— Required work —
In the blog post about metabolite identifier mapping databases, how many Wikidata identifiers does the new release contain?
───── Extract provided ─────
Monday, September 12, 2016

Metabolite identifier mapping databases

Caffeine metabolites. Source: Wikimedia.
If you want to map experimental data to (digital) biological pathways, you need to know what measured datum matches which metabolite in the pathways (that also applies to transcriptomics and proteomics data, of course). However, if a pathways does not have a single database from which identifiers are used, or your analysis platform outputs data with CAS registry numbers, then you need something like identifier mapping. In Maastricht we use BridgeDb for that, and I develop the metabolite identifier mapping databases, which provide the mapping data to BridgeDb, which performs the mapping.

However, identifier mapping for metabolites is non-trivial, and I won't got into details in this post. Instead, the mapping databases that I have been releasing under the CCZero waiver on Figshare use other data sources. When I took over the building of these databases, it used data from the Human Metabolome Database (doi:10.1093/nar/gks1065). It still does. However, I added as data sources to this, ChEBI (doi:10.1093/nar/gkv1031) and Wikidata. The latter I need to support people with, for example, KNApSAcK (doi:10.1093/pcp/pct176).

So, this weekend I released a new mapping database, based on HMDB 3.6, ChEBI 142, and data from Wikidata from September 7. Here are the total number of identifiers and changes compared to June release for the supported identifier databases:

Number of ids in Kd (KEGG Drug): 2013 (unchanged)
Number of ids in Cks (KNApSAcK): 4357 (unchanged)
Number of ids in Ik (InChIKey): 52337 (unchanged)
Number of ids in Ch (HMDB): 41520 (6 added, 0 removed -> overall changed +0.0%)
Number of ids in Wd (Wikidata): 22648 (195 added, 10 removed -> overall changed +0.8%)
Number of ids in Cpc (PubChem-compound): 30699 (154 added, 36 removed -> overall changed +0.4%)
Number of ids in Lm (LIPID MAPS): 2611 (unchanged)
Number of ids in Ce (ChEBI): 131580 (4 added, 6 removed -> overall changed -0.0%)
Number of ids in Ck (KEGG Compound): 15968 (unchanged)
Number of ids in Cs (Chemspider): 24948 (10 added, 2 removed -> overall changed +0.0%)
Number of ids in Wi (Wikipedia): 4906 (unchanged)

An overview of recent releases (I'm trying to keep a monthly schedule) can be found here and the version I release this weekend has doi:10.6084/m9.figshare.3817386.v1.
───── Data supplied ─────
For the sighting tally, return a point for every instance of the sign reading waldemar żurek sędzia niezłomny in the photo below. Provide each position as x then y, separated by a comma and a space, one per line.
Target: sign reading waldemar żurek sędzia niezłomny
─────
───── Data supplied ─────
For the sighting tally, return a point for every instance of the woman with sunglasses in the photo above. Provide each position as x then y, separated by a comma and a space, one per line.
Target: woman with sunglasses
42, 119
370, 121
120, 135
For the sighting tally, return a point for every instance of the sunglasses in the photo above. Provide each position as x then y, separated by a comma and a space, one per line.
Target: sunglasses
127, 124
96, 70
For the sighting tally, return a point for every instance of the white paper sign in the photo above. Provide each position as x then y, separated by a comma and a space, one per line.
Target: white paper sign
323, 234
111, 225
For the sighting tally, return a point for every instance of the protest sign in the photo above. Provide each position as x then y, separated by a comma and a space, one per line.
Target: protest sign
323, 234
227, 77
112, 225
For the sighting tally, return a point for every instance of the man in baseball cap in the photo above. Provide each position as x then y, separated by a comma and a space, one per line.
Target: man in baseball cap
─────
───── Data supplied ─────
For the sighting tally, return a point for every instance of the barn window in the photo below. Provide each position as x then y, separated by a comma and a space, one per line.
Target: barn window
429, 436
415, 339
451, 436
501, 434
─────
— Result of this exercise —
22648